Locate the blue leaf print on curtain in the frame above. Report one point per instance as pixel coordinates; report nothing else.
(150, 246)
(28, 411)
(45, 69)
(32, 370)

----------------------------------------

--- REQUIREMENTS ---
Reproduce every one of the entries above word for word, keeping each line unchanged.

--- SOLUTION FOR THIS EXERCISE ---
Locate the blue leaf print on curtain in the frame above. Report one point per instance as pixel coordinates; report nothing else.
(150, 246)
(28, 411)
(45, 69)
(32, 370)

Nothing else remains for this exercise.